* WORK TO BE COMPLETED
Print the stretch of the VibeVoice-ASR setup guide from "1. Open Run" through "the top right." word for word.

* PASSAGE GIVEN

Skip to content

Microsoft's recently released VibeVoice-ASR speech recognition model delivers stunning performance, with built-in speaker recognition. However, the official version demands extremely high hardware (requires 20G+ VRAM, basically RTX 3090/4090 to run) and has complex setup procedures, deterring many enthusiasts.

To make it more accessible, we've made some simple modifications to run on low-VRAM devices!

  1. Ultra-Low Barrier: VRAM usage reduced by 70%, runs on common 12G/14G VRAM.
  2. Free Cloud Usage: Underpowered PC? No problem! Includes a Google Colab script to run for free in the cloud.
  3. Integrated into pyVideoTrans: Video translation & dubbing software v3.95+ natively supports it.

Step 1: Preparation

  1. Update Software: Ensure your pyVideoTrans is updated to v3.95 or higher. If it already is, it's still recommended to download and overwrite with the patch package again. (This is mandatory; older versions won't work).
  2. Get Model Running Address: You can choose Cloud (recommended, free, no PC setup needed) or Local (recommended for macOS or Linux; Windows not tested).

Step 2: Launch VibeVoice Model

Option A: Run via Google Colab (Cloud)

Recommended if you can access Google, saves your PC's resources.

  1. Open Run Script: Here is the notebook link: 👉 VibeVoice Colab One-Click Run Script ( https://colab.research.google.com/drive/1FnsoTQsH9iTWpuJVY_T-0ZO-E91C74it?usp=sharing )

  2. Change Runtime Type (Crucial Step):

    • Click the small triangle next to the "Connect" button in the top right.
    • Select "Change runtime type".
    • In the hardware accelerator, choose T4 GPU, then click Save.

  1. One-Click Run:
    • Click the "Run all" button below the menu bar (or press Ctrl+F9).

* DATA PROVIDED
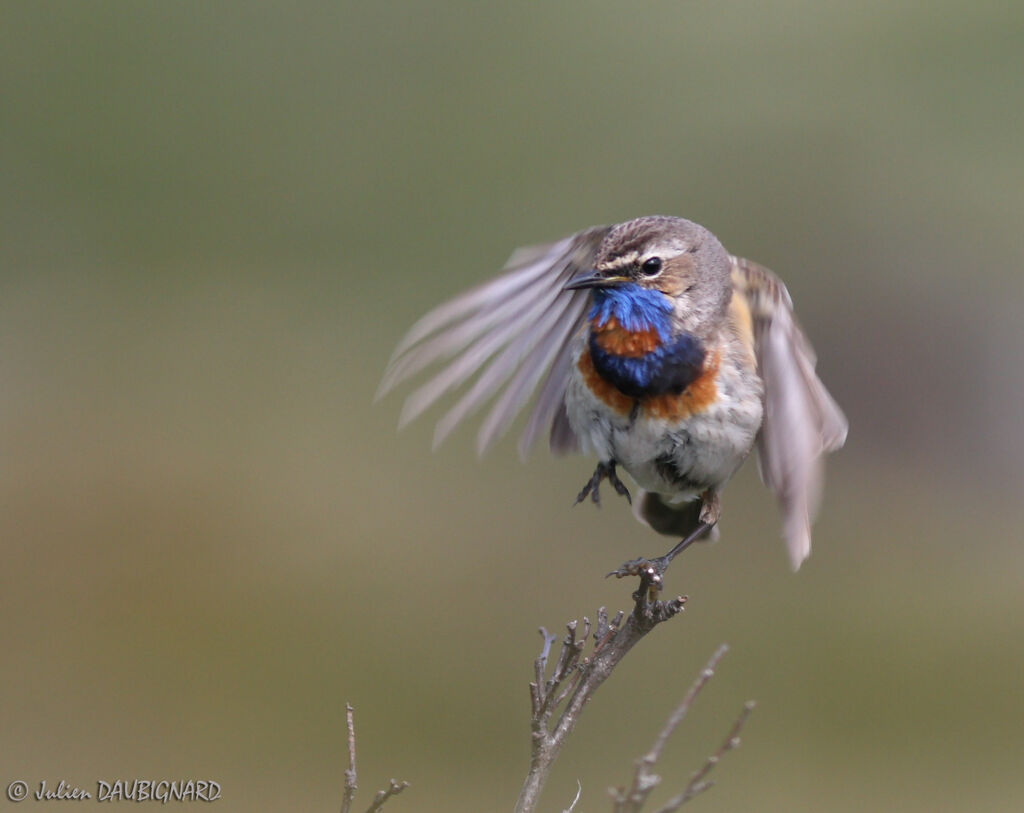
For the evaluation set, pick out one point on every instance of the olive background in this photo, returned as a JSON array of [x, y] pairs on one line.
[[217, 219]]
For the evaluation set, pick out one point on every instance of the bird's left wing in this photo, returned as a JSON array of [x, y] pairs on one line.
[[515, 329], [802, 421]]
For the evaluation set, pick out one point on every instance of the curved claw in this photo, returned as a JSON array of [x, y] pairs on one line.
[[603, 471]]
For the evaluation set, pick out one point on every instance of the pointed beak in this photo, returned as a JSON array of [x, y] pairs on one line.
[[592, 279]]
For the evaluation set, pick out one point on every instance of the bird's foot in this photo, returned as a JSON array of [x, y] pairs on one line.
[[652, 570], [603, 470]]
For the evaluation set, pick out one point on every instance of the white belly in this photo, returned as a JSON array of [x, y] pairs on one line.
[[676, 458]]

* COMPLETE RESPONSE
1. Open Run Script: Here is the notebook link: 👉 VibeVoice Colab One-Click Run Script ( https://colab.research.google.com/drive/1FnsoTQsH9iTWpuJVY_T-0ZO-E91C74it?usp=sharing )

  2. Change Runtime Type (Crucial Step):

    • Click the small triangle next to the "Connect" button in the top right.